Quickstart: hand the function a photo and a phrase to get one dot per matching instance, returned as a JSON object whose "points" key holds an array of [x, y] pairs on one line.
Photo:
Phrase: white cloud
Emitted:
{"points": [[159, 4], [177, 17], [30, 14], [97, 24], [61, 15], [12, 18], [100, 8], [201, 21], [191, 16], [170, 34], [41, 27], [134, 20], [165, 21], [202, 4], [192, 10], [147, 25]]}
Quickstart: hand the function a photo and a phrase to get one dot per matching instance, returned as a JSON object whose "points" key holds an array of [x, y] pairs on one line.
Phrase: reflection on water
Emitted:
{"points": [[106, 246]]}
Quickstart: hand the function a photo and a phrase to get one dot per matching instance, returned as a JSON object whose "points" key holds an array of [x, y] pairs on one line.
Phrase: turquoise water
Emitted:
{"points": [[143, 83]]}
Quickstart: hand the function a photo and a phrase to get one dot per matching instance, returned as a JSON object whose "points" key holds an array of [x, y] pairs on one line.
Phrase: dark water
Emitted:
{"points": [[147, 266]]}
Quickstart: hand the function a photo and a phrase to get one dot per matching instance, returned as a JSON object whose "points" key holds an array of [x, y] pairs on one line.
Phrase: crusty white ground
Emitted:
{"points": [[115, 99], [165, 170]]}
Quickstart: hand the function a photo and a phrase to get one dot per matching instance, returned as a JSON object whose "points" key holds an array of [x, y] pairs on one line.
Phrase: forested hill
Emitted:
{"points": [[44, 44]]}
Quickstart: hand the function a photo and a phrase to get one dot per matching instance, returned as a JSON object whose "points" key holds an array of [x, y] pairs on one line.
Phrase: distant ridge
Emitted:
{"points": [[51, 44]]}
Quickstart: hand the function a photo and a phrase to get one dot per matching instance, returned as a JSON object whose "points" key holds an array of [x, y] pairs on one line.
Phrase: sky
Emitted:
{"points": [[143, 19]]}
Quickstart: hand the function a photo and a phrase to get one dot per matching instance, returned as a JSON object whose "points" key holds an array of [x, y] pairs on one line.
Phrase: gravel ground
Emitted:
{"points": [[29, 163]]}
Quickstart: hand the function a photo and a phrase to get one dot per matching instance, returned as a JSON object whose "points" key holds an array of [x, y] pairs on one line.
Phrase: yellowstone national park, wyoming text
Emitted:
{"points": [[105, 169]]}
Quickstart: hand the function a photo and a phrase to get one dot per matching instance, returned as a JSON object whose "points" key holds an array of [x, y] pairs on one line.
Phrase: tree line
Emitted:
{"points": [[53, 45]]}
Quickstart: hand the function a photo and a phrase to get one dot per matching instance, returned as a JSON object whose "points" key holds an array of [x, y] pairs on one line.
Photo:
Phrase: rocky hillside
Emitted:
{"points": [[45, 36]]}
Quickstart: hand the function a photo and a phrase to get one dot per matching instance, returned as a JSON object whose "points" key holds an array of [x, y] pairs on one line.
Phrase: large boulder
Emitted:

#### REQUIREMENT:
Output every entry again, exactly as given.

#### ANSWER SECTION:
Quickstart: hand the function a photo and a phrase to get one dot per matching instance, returned as a JSON object whose "points" key holds an array of [x, y] pairs on one line.
Photo:
Phrase: white cloud
Emitted:
{"points": [[159, 4], [177, 17], [30, 14], [97, 24], [61, 15], [12, 18], [100, 8], [201, 21], [191, 16], [170, 34], [41, 27], [134, 20], [165, 21], [202, 4], [192, 10], [147, 25]]}
Quickstart: hand the function a photo and a phrase to get one dot per matching instance, returned as a JSON object whose "points" key holds an array of [x, y] pairs on one line.
Phrase: reflection on water
Emitted:
{"points": [[106, 246]]}
Quickstart: hand the function a photo and a phrase to get one dot per matching instance, returned as a JSON object whose "points" key holds an array of [x, y] pairs on one line.
Phrase: turquoise water
Emitted:
{"points": [[143, 83]]}
Quickstart: hand the function a photo and a phrase to get one dot per matching instance, returned as a JSON object whose "points" key holds an array of [x, y] pairs on one line.
Phrase: dark water
Emitted:
{"points": [[147, 266]]}
Quickstart: hand the function a photo and a phrase to get one dot per matching instance, returned as a JSON object whose "points" key holds an array of [x, y] pairs on one line.
Phrase: crusty white ground
Emitted:
{"points": [[115, 99], [165, 170]]}
Quickstart: hand the function a photo and a phrase to get one dot per matching instance, returned as a JSON object whose "points" key holds an array of [x, y] pairs on one line.
Phrase: forested hill
Emitted:
{"points": [[44, 44]]}
Quickstart: hand the function a photo and a phrase to get one dot per matching instance, returned as a JSON object whose "points" key holds an array of [x, y] pairs on one line.
Phrase: distant ridge
Emitted:
{"points": [[51, 44]]}
Quickstart: hand the function a photo and a phrase to get one dot per matching instance, returned as a JSON object whose "points" key holds an array of [x, y] pairs on one line.
Phrase: sky
Emitted:
{"points": [[143, 19]]}
Quickstart: hand the function a photo and a phrase to get one dot per matching instance, returned as a JSON object whose "points" key holds an array of [x, y] pairs on one line.
Phrase: gravel ground
Emitted:
{"points": [[29, 163]]}
Quickstart: hand the function a photo and a phrase to get one dot per matching instance, returned as a JSON object whose "points" key holds an array of [x, y] pairs on one line.
Phrase: yellowstone national park, wyoming text
Emitted:
{"points": [[105, 169]]}
Quickstart: hand the function a photo and a phrase to get one dot per matching instance, returned as a JSON object whose "points" key holds an array of [x, y] pairs on one line.
Phrase: tree line
Emitted:
{"points": [[53, 45]]}
Quickstart: hand the function a photo and a phrase to get one dot per matching instance, returned as a JSON object whose "points" key holds an array of [x, y] pairs on one line.
Photo:
Phrase: rocky hillside
Emitted:
{"points": [[45, 36]]}
Quickstart: hand the function a photo and a phrase to get one dot per matching instance, returned as a JSON object whose "points" key holds an array of [x, y] pairs on one line.
Phrase: large boulder
Emitted:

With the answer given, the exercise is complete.